Smith in Glasgow knows what Dr. Jones in Indianapolis is talking about when she describes the results of a “paired associates” test in a research paper. Without that lingua franca, no field could build a foundation of agreed-upon findings. Researchers would be following their own intuitions, inventing their own tests and tools, creating a swarm of results that might, or might not, be related to one another.

  That tradition can be binding, however, and it kept the spacing effect under wraps, confined for decades to discussion in arcane journals. Breaking that confinement took, to varying degrees, the social upheaval caused by the Vietnam War, the work of a dogged Polish teenager, and the frustration of a senior researcher who said, essentially, How can I use this in my own life? That’s a question we all should ask of any science purporting to improve learning, and it helped transform the spacing effect from a lab curiosity to something we can actually exploit.
◆ ◆ ◆ ◆ ◆
Carry on the passage about the spacing effect from its final sentence.
◆ ◆ ◆ ◆ ◆
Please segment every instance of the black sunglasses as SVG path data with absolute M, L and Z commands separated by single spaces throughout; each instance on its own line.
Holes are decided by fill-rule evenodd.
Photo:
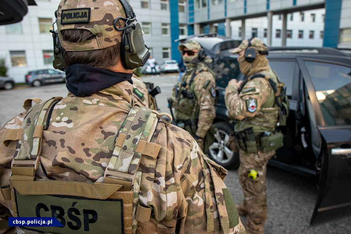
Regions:
M 185 55 L 185 54 L 187 54 L 189 56 L 191 56 L 194 55 L 196 53 L 196 52 L 192 51 L 183 51 L 183 55 Z

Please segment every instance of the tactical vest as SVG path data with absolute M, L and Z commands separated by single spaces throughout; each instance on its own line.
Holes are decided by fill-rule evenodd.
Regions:
M 185 76 L 186 78 L 182 79 L 173 89 L 172 106 L 175 109 L 174 117 L 177 121 L 194 120 L 199 115 L 200 108 L 194 92 L 196 84 L 193 82 L 195 76 L 205 71 L 210 72 L 214 77 L 216 77 L 213 72 L 202 63 L 197 65 L 193 71 L 187 71 L 182 78 Z M 187 83 L 187 78 L 190 75 L 191 78 Z M 209 83 L 205 82 L 203 88 L 207 88 Z M 216 87 L 213 87 L 213 92 L 212 96 L 216 102 L 218 96 L 218 91 Z
M 11 129 L 4 141 L 7 146 L 17 141 L 17 146 L 11 164 L 10 186 L 1 188 L 0 198 L 12 201 L 15 217 L 55 217 L 63 226 L 17 227 L 18 233 L 133 233 L 138 221 L 148 220 L 152 211 L 140 205 L 140 183 L 134 183 L 140 178 L 141 172 L 137 170 L 141 158 L 146 155 L 147 163 L 156 163 L 163 147 L 150 141 L 158 118 L 166 123 L 160 115 L 171 118 L 167 113 L 134 106 L 117 136 L 102 183 L 37 180 L 36 171 L 42 167 L 43 131 L 48 127 L 51 112 L 62 98 L 26 100 L 24 107 L 28 112 L 21 128 Z M 37 103 L 31 107 L 32 100 Z M 151 190 L 152 182 L 147 183 Z
M 284 83 L 279 81 L 278 76 L 273 70 L 254 74 L 250 78 L 252 80 L 258 77 L 264 78 L 270 82 L 272 87 L 271 93 L 267 101 L 261 106 L 258 114 L 237 121 L 235 129 L 236 131 L 252 127 L 254 132 L 262 132 L 272 131 L 277 126 L 286 125 L 289 115 L 289 101 L 285 94 Z M 239 96 L 241 98 L 250 93 L 240 92 Z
◆ ◆ ◆ ◆ ◆
| Response to this exercise |
  • • •

  We’ve already met Hermann Ebbinghaus, the man who gave learning science its first language. That language was nonsense syllables, and Ebbinghaus spent much of his adult life inventing them, reshuffling them, arranging them into short lists, long lists, studying those lists for fifteen minutes, a half hour, longer, then turning around and testing himself, carefully checking each test against the original list and study duration. He kept intricate records, logged everything into equations, doubled back and checked those equations, and then reloaded and tried different schedules of memorization—including spaced study. He found that he could learn a list of twelve syllables, repeating them flawlessly, if he performed sixty-eight repetitions on one day and seven more on the next. Yet he could do just as well with only thirty-eight repetitions total if they were spaced out over three days. “With any considerable number of repetitions,” he wrote, “a suitable distribution of them over a space of time is decidedly more advantageous than the massing of them at a single time.” It was the field’s founder, then, who discovered the power of spacing.